Task to carry out » Render this sentence from the hydrogen production summary in Spanish: "This is an increase of approximately 250-fold and exceeds our activity target."

Cem Albayrak, chemical engineering; Sylvie Long, bioengineering; Phil Smith, chemical engineering; James R. Swartz, chemical engineering and bioengineering

Our long term objective is to develop efficient and cost-effective technology for the production of hydrogen from glucose, xylose, and other cellulosic hydrolysis products. We will use cell-free technology to provide precise control over metabolic fluxes while minimizing the toxic effects of cellulosic byproducts. Initial process calculations suggest the potential for high conversion efficiencies and high volumetric productivities by combining the pentose phosphate pathway with a relatively short electron transfer pathway from NADPH to an [FeFe] hydrogenase. The objective of this project is to develop technology with high hydrogen productivities (100kJ/l-hr) and conversion yields (>80%) from glucose. The major initial challenge is to increase the electron flux from NADPH to hydrogen by increasing the turnover number for the FNR (ferredoxin NADP+ reductase) step in the electron pathway to about 20sec-1 from previously observed values of less than 0.1sec-1. We also needed to demonstrate the conversion of glucose into hydrogen to show the feasibility of using cell extracts. This latter objective was met, at least at this point in the project, by showing that equivalent hydrogen production rates were obtained using either NADPH or glucose as the entry substrate. We also made a significant breakthrough toward increasing the electron flux rates from NADPH to the hydrogenase by producing a fusion protein in which the FNR and hydrogenase are physically linked by a polypeptide chain. The hydrogenase segment was only partially activated, but based on the concentration of the fully active enzyme pairs, the calculated FNR turnover number for the fusion protein increased to about 32sec-1. This is an increase of approximately 250-fold and exceeds our activity target. A provisional patent application was filed to provide important IP protection. We will next confirm and extend this observation by learning to produce fully active fusion protein. Because of this advance, we have decided to focus on improvement and evolution of the fusion protein instead of seeking to understand the previous limitation. This will allow us to move more quickly toward a fully integrated and scalable production process.

Entries shown »
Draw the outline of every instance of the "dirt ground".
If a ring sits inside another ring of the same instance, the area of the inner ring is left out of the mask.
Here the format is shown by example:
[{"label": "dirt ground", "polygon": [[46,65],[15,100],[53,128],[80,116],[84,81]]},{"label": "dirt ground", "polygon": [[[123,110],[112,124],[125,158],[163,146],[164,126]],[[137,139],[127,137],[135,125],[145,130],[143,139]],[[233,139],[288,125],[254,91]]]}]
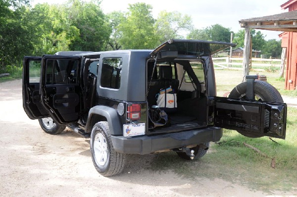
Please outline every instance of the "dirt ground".
[{"label": "dirt ground", "polygon": [[[122,174],[94,168],[88,139],[47,134],[25,113],[21,80],[0,83],[0,196],[265,196],[219,178],[183,178],[150,170],[155,155],[130,155]],[[206,155],[207,156],[207,155]]]}]

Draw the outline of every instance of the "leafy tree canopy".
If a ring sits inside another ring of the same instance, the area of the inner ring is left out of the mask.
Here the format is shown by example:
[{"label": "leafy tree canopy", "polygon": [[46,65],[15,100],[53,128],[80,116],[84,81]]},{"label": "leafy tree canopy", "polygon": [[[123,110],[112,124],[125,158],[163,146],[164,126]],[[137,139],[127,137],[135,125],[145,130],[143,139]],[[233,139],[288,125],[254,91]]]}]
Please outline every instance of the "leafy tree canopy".
[{"label": "leafy tree canopy", "polygon": [[182,16],[177,11],[161,11],[154,26],[159,43],[162,43],[172,38],[183,39],[184,36],[182,34],[193,29],[191,17],[187,15]]},{"label": "leafy tree canopy", "polygon": [[194,29],[187,37],[189,39],[202,40],[212,41],[230,42],[231,32],[218,24],[211,25],[203,29]]},{"label": "leafy tree canopy", "polygon": [[[260,31],[256,32],[255,29],[250,31],[252,42],[252,49],[256,50],[262,50],[265,43],[265,36]],[[244,47],[245,44],[245,30],[242,29],[234,34],[233,43],[237,44],[238,47]]]},{"label": "leafy tree canopy", "polygon": [[123,49],[148,49],[156,46],[157,39],[152,8],[151,5],[143,2],[129,4],[126,19],[118,27],[122,34],[119,42]]}]

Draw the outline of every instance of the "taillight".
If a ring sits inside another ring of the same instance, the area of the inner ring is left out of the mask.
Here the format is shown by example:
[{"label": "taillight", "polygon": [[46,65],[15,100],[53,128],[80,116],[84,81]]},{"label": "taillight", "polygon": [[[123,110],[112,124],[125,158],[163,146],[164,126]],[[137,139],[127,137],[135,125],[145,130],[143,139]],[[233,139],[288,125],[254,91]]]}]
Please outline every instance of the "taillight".
[{"label": "taillight", "polygon": [[127,107],[127,117],[129,120],[140,119],[140,104],[130,104]]}]

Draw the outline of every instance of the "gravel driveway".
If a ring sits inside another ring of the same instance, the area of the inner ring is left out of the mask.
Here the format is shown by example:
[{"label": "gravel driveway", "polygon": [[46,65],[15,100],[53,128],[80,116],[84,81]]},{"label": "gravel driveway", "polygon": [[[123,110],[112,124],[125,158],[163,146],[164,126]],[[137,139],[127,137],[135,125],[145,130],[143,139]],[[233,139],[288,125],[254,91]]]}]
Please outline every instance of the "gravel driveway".
[{"label": "gravel driveway", "polygon": [[22,104],[21,80],[0,83],[0,196],[263,196],[215,178],[190,180],[155,172],[155,155],[128,155],[122,174],[106,178],[94,168],[89,140],[70,130],[47,134]]}]

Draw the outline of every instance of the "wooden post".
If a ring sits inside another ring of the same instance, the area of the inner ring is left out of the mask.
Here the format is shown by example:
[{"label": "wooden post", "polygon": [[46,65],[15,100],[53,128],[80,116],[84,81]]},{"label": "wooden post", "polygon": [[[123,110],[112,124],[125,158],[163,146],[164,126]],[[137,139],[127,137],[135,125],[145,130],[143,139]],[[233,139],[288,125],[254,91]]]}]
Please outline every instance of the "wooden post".
[{"label": "wooden post", "polygon": [[252,56],[252,43],[251,42],[252,38],[249,39],[249,56],[248,60],[248,70],[251,69],[251,57]]},{"label": "wooden post", "polygon": [[247,81],[246,76],[248,75],[249,70],[249,52],[250,47],[250,33],[249,28],[245,29],[245,43],[244,47],[244,60],[243,61],[243,74],[244,75],[243,82]]},{"label": "wooden post", "polygon": [[[231,32],[231,37],[230,39],[230,43],[232,43],[233,41],[233,32]],[[230,47],[230,54],[229,54],[229,63],[228,64],[228,67],[232,67],[231,63],[232,63],[232,60],[231,60],[231,58],[232,58],[232,47]]]},{"label": "wooden post", "polygon": [[280,69],[280,77],[284,77],[284,70],[285,69],[285,63],[286,62],[286,57],[287,48],[283,48],[282,51],[282,61],[281,62],[281,68]]}]

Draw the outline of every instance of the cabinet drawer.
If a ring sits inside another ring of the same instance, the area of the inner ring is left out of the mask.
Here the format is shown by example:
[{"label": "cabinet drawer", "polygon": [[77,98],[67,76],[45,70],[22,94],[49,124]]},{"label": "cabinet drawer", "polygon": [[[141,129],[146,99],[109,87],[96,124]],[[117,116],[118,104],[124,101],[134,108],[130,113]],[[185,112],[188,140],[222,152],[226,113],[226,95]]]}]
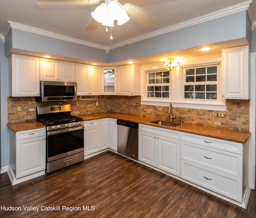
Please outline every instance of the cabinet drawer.
[{"label": "cabinet drawer", "polygon": [[46,128],[40,128],[18,132],[16,133],[16,140],[21,140],[40,136],[45,136]]},{"label": "cabinet drawer", "polygon": [[84,121],[84,125],[85,129],[90,128],[90,127],[99,126],[100,126],[100,120],[88,120],[88,121]]},{"label": "cabinet drawer", "polygon": [[242,202],[242,179],[228,177],[182,161],[181,178]]},{"label": "cabinet drawer", "polygon": [[214,167],[231,175],[242,177],[242,158],[240,155],[183,142],[181,157]]},{"label": "cabinet drawer", "polygon": [[192,142],[197,144],[242,154],[242,144],[224,140],[202,136],[194,134],[182,132],[181,140]]},{"label": "cabinet drawer", "polygon": [[148,125],[139,124],[139,130],[153,133],[154,134],[159,135],[176,139],[180,139],[180,132],[171,130],[168,130],[160,127],[152,126]]}]

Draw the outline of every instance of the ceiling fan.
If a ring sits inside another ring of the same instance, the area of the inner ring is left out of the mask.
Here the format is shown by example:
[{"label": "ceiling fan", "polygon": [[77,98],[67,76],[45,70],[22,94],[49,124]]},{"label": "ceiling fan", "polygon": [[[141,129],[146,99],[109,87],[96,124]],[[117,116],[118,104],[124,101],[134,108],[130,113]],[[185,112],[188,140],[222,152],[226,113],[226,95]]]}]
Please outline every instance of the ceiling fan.
[{"label": "ceiling fan", "polygon": [[[92,5],[100,4],[103,2],[108,4],[110,2],[115,1],[117,2],[118,4],[124,9],[129,16],[131,19],[139,25],[147,28],[153,26],[156,21],[153,18],[136,8],[136,6],[133,6],[130,3],[126,4],[121,5],[118,0],[36,0],[38,2],[79,2],[82,3],[85,5]],[[122,0],[120,1],[122,2]],[[85,30],[96,30],[100,23],[97,22],[94,19],[92,19],[90,22],[88,24],[85,28]]]}]

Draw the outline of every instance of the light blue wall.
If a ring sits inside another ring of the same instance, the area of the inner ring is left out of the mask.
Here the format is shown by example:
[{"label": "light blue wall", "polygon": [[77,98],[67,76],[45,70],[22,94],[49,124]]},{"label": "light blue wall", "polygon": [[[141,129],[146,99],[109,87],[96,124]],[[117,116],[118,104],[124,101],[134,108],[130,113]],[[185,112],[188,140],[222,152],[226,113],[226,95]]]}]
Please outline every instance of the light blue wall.
[{"label": "light blue wall", "polygon": [[146,57],[240,38],[247,37],[250,41],[247,18],[244,11],[111,49],[108,61]]},{"label": "light blue wall", "polygon": [[1,126],[1,166],[9,165],[9,130],[7,123],[7,96],[8,95],[8,57],[4,55],[4,44],[0,41],[0,116]]}]

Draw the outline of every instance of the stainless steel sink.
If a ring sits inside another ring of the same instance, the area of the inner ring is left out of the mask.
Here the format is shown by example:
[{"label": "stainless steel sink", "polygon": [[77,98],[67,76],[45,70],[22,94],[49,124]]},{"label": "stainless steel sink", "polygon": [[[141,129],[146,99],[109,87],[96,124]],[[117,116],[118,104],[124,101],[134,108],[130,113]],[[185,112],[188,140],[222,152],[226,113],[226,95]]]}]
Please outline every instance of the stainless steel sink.
[{"label": "stainless steel sink", "polygon": [[152,124],[158,124],[163,126],[179,126],[181,124],[178,123],[169,122],[168,121],[161,121],[160,120],[155,120],[150,122]]}]

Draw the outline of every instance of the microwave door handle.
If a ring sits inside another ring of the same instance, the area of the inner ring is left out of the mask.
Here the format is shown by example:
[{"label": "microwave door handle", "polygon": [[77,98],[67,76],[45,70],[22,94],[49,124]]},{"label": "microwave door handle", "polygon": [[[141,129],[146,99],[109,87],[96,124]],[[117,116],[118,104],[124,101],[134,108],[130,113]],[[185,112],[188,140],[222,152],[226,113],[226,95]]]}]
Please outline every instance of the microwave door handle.
[{"label": "microwave door handle", "polygon": [[84,128],[84,126],[81,126],[78,127],[74,127],[74,128],[68,128],[64,129],[64,130],[58,130],[52,131],[47,132],[47,136],[52,136],[53,135],[56,135],[60,133],[64,133],[65,132],[70,132],[75,131],[76,130],[80,130],[83,129]]}]

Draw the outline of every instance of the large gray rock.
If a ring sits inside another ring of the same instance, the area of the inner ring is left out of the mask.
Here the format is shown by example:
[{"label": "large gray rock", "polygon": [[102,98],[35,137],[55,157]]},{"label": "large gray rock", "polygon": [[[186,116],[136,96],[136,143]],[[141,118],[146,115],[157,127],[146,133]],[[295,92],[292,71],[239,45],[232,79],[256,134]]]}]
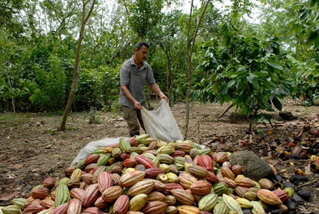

Written solution » Esto representa un aumento de aproximadamente 250 veces y supera nuestro objetivo de actividad.